Brief
Only the lines from the one with "Target: caterpillar prolegs" to the end of the records are wanted, each repeated exactly, both ends included.

Records supplied
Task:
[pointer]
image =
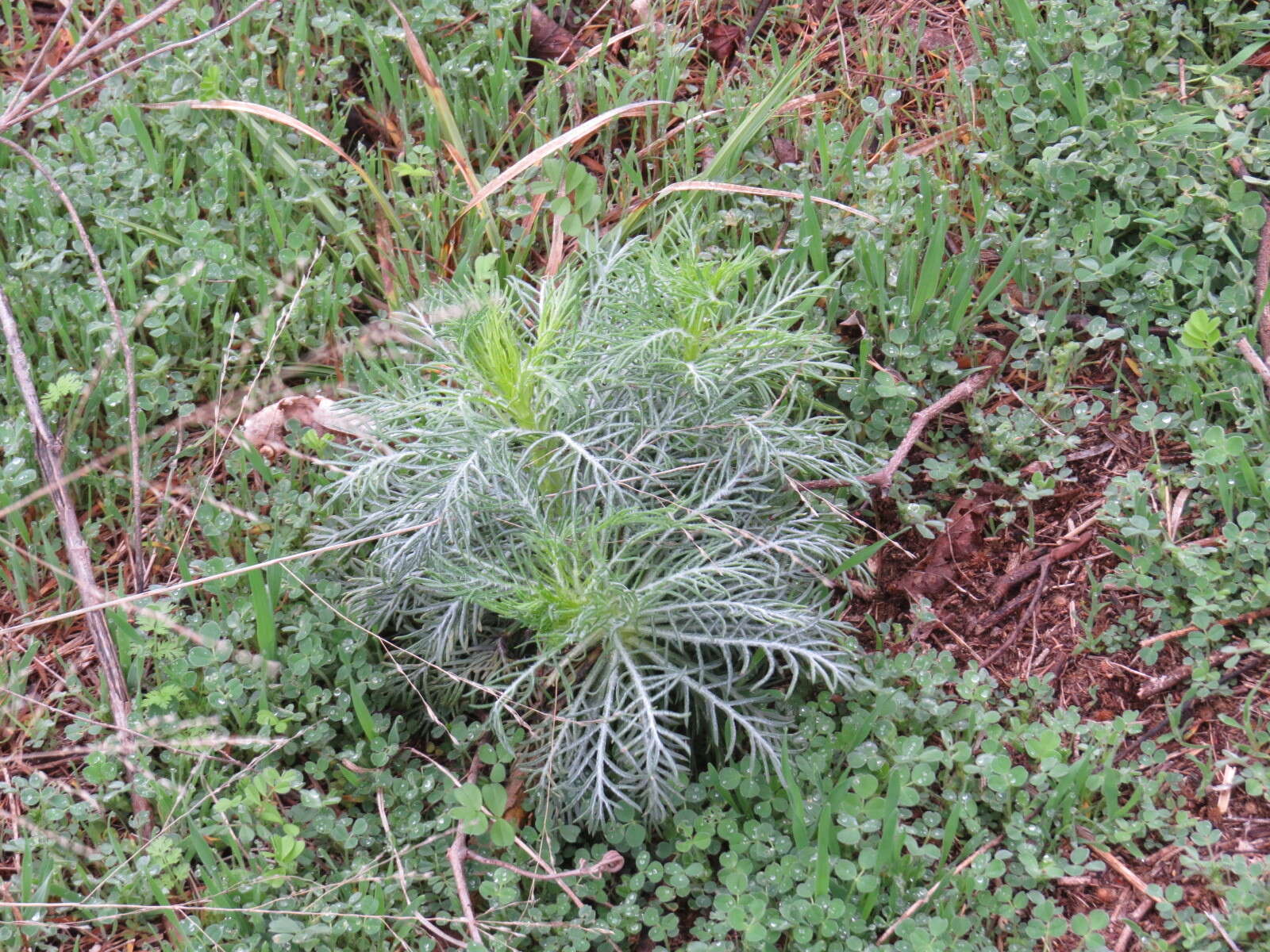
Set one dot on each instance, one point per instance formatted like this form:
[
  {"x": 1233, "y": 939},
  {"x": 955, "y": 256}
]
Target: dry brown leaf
[
  {"x": 722, "y": 40},
  {"x": 267, "y": 428}
]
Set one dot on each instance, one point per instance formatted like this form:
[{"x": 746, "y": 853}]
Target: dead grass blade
[
  {"x": 727, "y": 187},
  {"x": 450, "y": 132},
  {"x": 533, "y": 159},
  {"x": 291, "y": 122},
  {"x": 48, "y": 457}
]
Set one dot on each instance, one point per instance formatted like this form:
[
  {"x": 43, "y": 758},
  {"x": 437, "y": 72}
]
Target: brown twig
[
  {"x": 610, "y": 862},
  {"x": 926, "y": 896},
  {"x": 48, "y": 457},
  {"x": 436, "y": 931},
  {"x": 1022, "y": 622},
  {"x": 1255, "y": 361},
  {"x": 1179, "y": 632},
  {"x": 67, "y": 63},
  {"x": 1175, "y": 677},
  {"x": 130, "y": 370},
  {"x": 1122, "y": 943},
  {"x": 1260, "y": 282},
  {"x": 32, "y": 111},
  {"x": 456, "y": 854},
  {"x": 1115, "y": 863},
  {"x": 921, "y": 420},
  {"x": 1028, "y": 569}
]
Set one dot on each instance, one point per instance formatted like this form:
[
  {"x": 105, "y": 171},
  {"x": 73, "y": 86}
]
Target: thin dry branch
[
  {"x": 1179, "y": 632},
  {"x": 79, "y": 56},
  {"x": 1260, "y": 282},
  {"x": 130, "y": 370},
  {"x": 32, "y": 111},
  {"x": 610, "y": 862},
  {"x": 926, "y": 896},
  {"x": 921, "y": 420},
  {"x": 21, "y": 102},
  {"x": 1255, "y": 361},
  {"x": 48, "y": 456},
  {"x": 457, "y": 854},
  {"x": 1172, "y": 678}
]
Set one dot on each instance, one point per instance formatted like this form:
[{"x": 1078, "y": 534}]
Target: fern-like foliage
[{"x": 610, "y": 546}]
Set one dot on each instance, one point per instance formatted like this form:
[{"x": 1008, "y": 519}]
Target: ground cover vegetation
[{"x": 630, "y": 305}]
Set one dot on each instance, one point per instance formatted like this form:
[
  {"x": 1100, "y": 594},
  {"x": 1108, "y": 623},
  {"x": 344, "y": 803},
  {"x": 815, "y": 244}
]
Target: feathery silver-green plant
[{"x": 613, "y": 547}]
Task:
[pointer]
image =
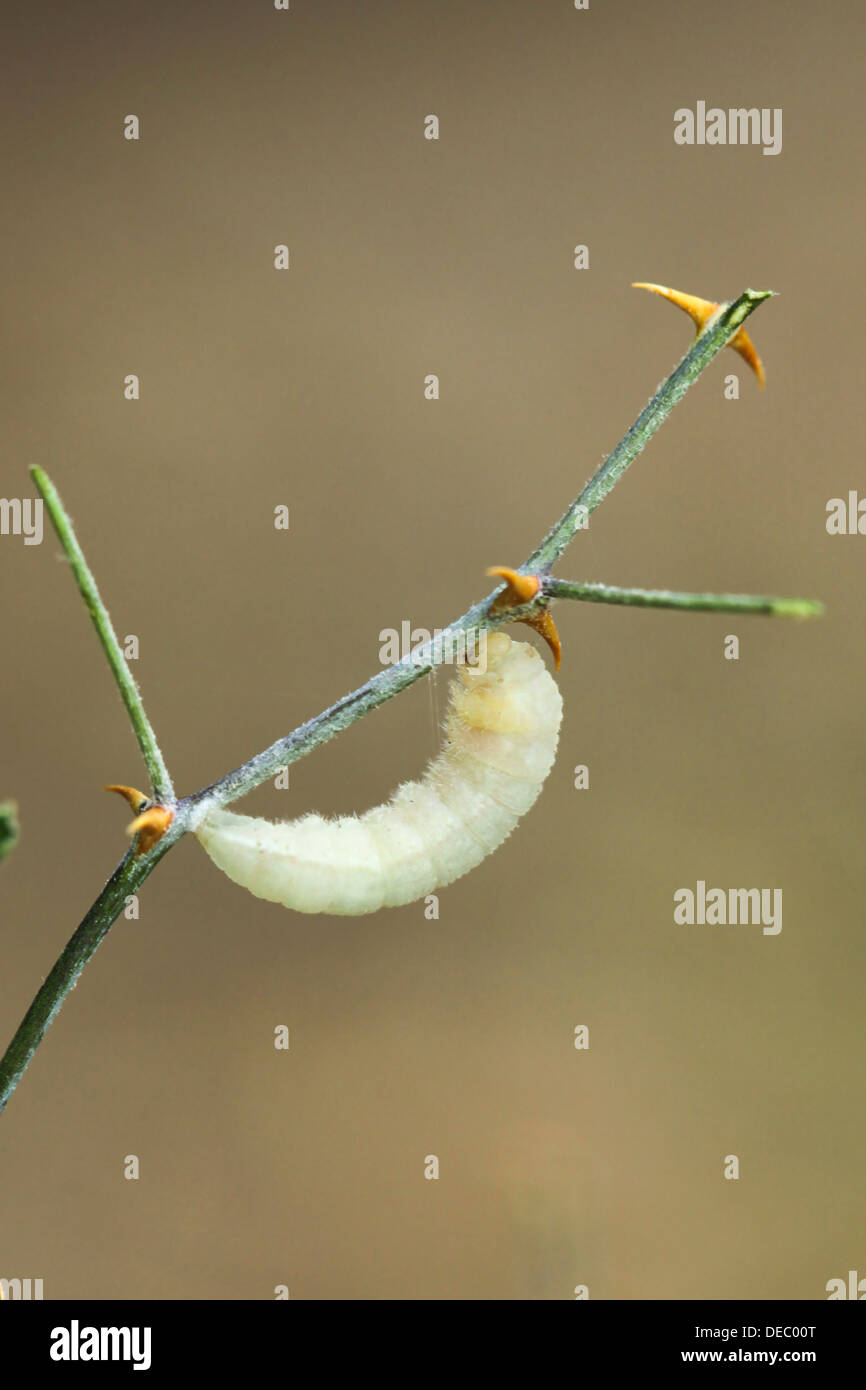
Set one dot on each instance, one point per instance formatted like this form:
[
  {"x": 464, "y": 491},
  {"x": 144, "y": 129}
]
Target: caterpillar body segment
[{"x": 502, "y": 730}]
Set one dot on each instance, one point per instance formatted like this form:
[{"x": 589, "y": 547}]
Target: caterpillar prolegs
[{"x": 502, "y": 729}]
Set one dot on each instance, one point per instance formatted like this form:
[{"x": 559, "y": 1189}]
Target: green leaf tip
[
  {"x": 797, "y": 608},
  {"x": 9, "y": 827}
]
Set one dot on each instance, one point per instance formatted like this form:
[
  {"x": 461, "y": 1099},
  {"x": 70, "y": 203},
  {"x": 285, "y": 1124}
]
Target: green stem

Response for this exercise
Target: caterpillar prolegs
[{"x": 502, "y": 729}]
Set one dot on each instance, one point per instance formatted like this form:
[{"x": 559, "y": 1189}]
Target: green leaf tip
[
  {"x": 797, "y": 608},
  {"x": 9, "y": 827}
]
Set one dot on each instance, one point per instance formatted like this form:
[
  {"x": 461, "y": 1099},
  {"x": 70, "y": 203},
  {"x": 285, "y": 1124}
]
Target: green stem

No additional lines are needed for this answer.